* DATA FOR THE TASK:
▬▬▬
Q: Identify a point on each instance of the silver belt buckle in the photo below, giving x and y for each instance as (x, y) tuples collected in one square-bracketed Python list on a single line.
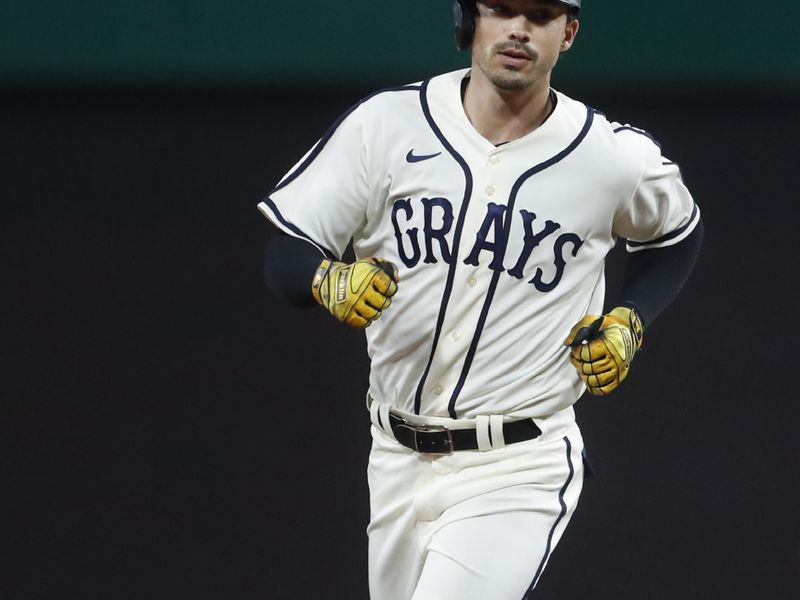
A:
[(445, 449)]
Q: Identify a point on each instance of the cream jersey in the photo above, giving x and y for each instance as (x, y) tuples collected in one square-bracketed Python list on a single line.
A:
[(500, 249)]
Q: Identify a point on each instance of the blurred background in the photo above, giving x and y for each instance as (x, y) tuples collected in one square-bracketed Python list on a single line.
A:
[(170, 430)]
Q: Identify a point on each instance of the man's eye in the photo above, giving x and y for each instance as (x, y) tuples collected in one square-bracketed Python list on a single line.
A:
[(540, 15)]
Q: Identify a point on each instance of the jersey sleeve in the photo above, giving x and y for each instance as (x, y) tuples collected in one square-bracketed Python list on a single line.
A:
[(323, 199), (661, 211)]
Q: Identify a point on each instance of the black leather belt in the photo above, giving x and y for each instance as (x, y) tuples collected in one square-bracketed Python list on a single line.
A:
[(436, 439)]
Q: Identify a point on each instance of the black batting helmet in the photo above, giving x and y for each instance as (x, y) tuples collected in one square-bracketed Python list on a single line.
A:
[(464, 17)]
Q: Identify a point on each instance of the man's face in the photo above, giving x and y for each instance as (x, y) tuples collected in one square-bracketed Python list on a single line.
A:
[(517, 42)]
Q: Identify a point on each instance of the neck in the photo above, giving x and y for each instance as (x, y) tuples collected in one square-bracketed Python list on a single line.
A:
[(505, 115)]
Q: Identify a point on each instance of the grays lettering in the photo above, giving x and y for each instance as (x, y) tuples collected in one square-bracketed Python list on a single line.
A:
[(531, 240), (404, 205), (431, 234), (436, 220), (560, 263)]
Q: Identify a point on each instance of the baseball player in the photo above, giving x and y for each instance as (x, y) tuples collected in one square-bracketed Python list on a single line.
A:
[(481, 205)]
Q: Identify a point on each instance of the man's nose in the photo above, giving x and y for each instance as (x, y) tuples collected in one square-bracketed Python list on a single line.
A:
[(519, 30)]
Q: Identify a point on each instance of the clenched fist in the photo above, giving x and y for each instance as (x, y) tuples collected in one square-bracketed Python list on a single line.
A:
[(603, 348), (355, 293)]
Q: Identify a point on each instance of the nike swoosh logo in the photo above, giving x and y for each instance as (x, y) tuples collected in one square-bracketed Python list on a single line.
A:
[(411, 157)]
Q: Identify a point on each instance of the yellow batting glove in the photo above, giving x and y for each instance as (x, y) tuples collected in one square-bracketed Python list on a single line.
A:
[(603, 348), (355, 293)]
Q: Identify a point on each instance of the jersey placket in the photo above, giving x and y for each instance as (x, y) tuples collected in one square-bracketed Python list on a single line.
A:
[(471, 285)]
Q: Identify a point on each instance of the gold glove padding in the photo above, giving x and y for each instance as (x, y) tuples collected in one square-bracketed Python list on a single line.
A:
[(355, 293), (603, 348)]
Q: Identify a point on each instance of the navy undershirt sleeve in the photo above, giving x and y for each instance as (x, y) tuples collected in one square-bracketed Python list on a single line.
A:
[(289, 267), (654, 277)]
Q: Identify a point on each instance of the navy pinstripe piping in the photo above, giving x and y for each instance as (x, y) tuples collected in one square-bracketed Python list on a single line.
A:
[(448, 288), (313, 155), (669, 236), (646, 134), (563, 512), (297, 230), (473, 347)]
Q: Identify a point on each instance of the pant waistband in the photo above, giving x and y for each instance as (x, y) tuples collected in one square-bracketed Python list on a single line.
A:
[(437, 439)]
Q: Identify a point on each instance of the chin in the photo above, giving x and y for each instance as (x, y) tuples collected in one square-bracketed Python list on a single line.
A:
[(510, 81)]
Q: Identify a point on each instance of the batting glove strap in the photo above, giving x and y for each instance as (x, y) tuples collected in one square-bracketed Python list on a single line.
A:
[(602, 348), (356, 293)]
▬▬▬
* WHAT THE TASK ASKS:
Reproduce all of the items above word for word, leaving out the pictures.

* THE RESPONSE:
Q: Identify a point on each instance of the silver belt buckle in the photo below, giving x and y for each instance as (x, y) tuples collected in one square-bracketed Python list on a single line.
A:
[(445, 449)]
Q: Identify a point on each instance of the cream jersey in the photo above, giving x and y for each instance as (x, y) tuples collected in one square-bracketed Python list on a single line.
A:
[(500, 249)]
Q: Identify a point on each instance of the blurred background in the photo above, giving x and y for each instance as (x, y) tuples collected in one square-bracketed Python list on a single line.
A:
[(170, 430)]
Q: Identify a point on each instance of the man's eye in the photo above, giving x and y for each instance as (x, y) tuples collected in one square-bracketed Python list on a single line.
A:
[(540, 15)]
Q: Identify a point on each instance of the jersey sleeve in the photo above, giving x and y for each instance as (x, y) tuples collected in one square-bracketed Python list on a single line.
A:
[(323, 199), (661, 211)]
Q: Identify a point on each instance of the black leather belt in the photo above, giving x and y for each instance as (x, y) tuples collected in one square-bracketed Python list on a single line.
A:
[(436, 439)]
Q: Identify a point on each instance of the black batting helmet in the photo above, giving x and y for each instance as (x, y) tuples collected in one square-bracketed Python list on a single line.
A:
[(464, 17)]
Q: Identify a point on each instance of the man's face in the photo above, giving x and y for each instance as (x, y) tuples collected in one square-bracketed Python list on a single line.
A:
[(517, 42)]
Q: Identify a point on each instance of the neck in the photo above, giving x and y for each instance as (x, y) tuples collected in one square-bracketed Python list on a single line.
A:
[(505, 115)]
Q: Identify a point on each instance of the grays lettering in the photo above, giving x and y for each instance as (x, y) tuples collected in one square-bracketed Python list on a single line.
A:
[(531, 240), (404, 205), (431, 234), (436, 220), (560, 263)]
Q: Identify a point on each instance of the baseball player in the photo above, giving x and y for each instance as (x, y) tuples collected in one square-bracketed Python list on a single line.
A:
[(481, 205)]
Q: Identify a point on each instance of the man's nose in the photo above, giving x and y for each instance as (x, y) tuples collected in one square-bracketed Python list on a single line.
A:
[(519, 30)]
Q: Identify a point on each instance of the clenched fist in the photo above, giving x and y for each instance as (x, y) tuples collected in one square-bracketed Python list on a single line.
A:
[(603, 348), (355, 293)]
Q: Identify a point on each instance of the nike swoosh logo in the photo above, giving x and y for each instance as (x, y) tuples collected in one square-bracketed Python list on a single line.
A:
[(411, 157)]
Q: Identify a point on each instance of the yellow batting glove in the photo above, giving x and y for each instance as (x, y) tuples collected in one square-bracketed Python list on a single line.
A:
[(603, 348), (355, 293)]
Q: Identify a point on each instance of the jersey placket in the photo above, giving x and y for each instance as (x, y) tuples collected in one square-bracketed Python list on a single line.
A:
[(471, 285)]
Q: Identify a point on each instance of the gold glove padding in the photo above, giving x and y for each instance as (x, y) tuples collected in one square-bracketed Python list on a single line.
A:
[(355, 293), (603, 348)]
Q: Identify a point on each instance of the navy undershirt sleeve in the photo above, giving x and y for each instance as (x, y) tuples collected in one square-bracketed Python list on a single line.
A:
[(289, 267), (654, 277)]
Q: Identify a point on each instance of the navy pinstripe piping in the photo above, giving x and y for each instance as (x, y) tuples collected in one square-bracketed Python list on a single line.
A:
[(448, 288), (313, 155), (669, 236), (646, 134), (563, 512), (297, 230), (473, 347)]
Q: Identify a point on each instance of the pant waistband in the photo above, giving x and y for each instance as (x, y) tuples collected in one square-bracketed Python list on a single line.
A:
[(437, 439)]
Q: Identify a point on each instance of the chin in the photo above, giving x and y for each instance as (x, y) tuples collected in one square-bracketed Python list on a single line.
A:
[(510, 81)]
Q: Identify a point on each instance of the batting glove strap in the photo above, giving x and y for each instance as (x, y) tuples collected in one square-bracketed Python list on a single line.
A:
[(602, 348), (356, 293)]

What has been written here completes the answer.